Retype the listing without any alteration.

Start of Block

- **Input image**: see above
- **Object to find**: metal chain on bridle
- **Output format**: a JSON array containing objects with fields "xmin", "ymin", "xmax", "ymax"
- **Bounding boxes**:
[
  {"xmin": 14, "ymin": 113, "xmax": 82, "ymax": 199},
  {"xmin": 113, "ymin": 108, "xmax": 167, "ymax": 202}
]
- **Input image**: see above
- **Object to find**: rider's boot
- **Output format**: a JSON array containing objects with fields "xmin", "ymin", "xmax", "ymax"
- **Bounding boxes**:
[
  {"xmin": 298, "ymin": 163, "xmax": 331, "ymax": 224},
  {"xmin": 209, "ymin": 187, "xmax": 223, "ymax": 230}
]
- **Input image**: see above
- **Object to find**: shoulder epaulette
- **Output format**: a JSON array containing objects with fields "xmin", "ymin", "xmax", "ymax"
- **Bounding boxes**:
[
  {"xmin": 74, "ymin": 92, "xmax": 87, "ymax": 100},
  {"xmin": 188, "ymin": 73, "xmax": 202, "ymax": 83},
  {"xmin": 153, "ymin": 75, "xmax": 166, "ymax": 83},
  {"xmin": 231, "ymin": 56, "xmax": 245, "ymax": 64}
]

End of Block

Your response
- **Input image**: see above
- **Object to find**: metal chain on bridle
- **Output format**: a JSON array containing objects with fields "xmin", "ymin", "xmax", "ymax"
- **Bounding boxes**:
[
  {"xmin": 14, "ymin": 113, "xmax": 82, "ymax": 199},
  {"xmin": 113, "ymin": 108, "xmax": 167, "ymax": 202}
]
- **Input image**: see above
- **Object to find**: rider's boot
- **Output format**: a JSON array containing objects with fields "xmin", "ymin", "xmax", "ymax"
- **Bounding boxes**:
[
  {"xmin": 298, "ymin": 163, "xmax": 331, "ymax": 224},
  {"xmin": 209, "ymin": 187, "xmax": 223, "ymax": 230}
]
- **Input image**: see above
- **Object to find**: shoulder epaulette
- **Output format**: a JSON array containing objects with fields "xmin", "ymin", "xmax", "ymax"
- **Bounding boxes**:
[
  {"xmin": 74, "ymin": 92, "xmax": 87, "ymax": 100},
  {"xmin": 188, "ymin": 73, "xmax": 202, "ymax": 83},
  {"xmin": 153, "ymin": 75, "xmax": 166, "ymax": 83},
  {"xmin": 231, "ymin": 56, "xmax": 245, "ymax": 64}
]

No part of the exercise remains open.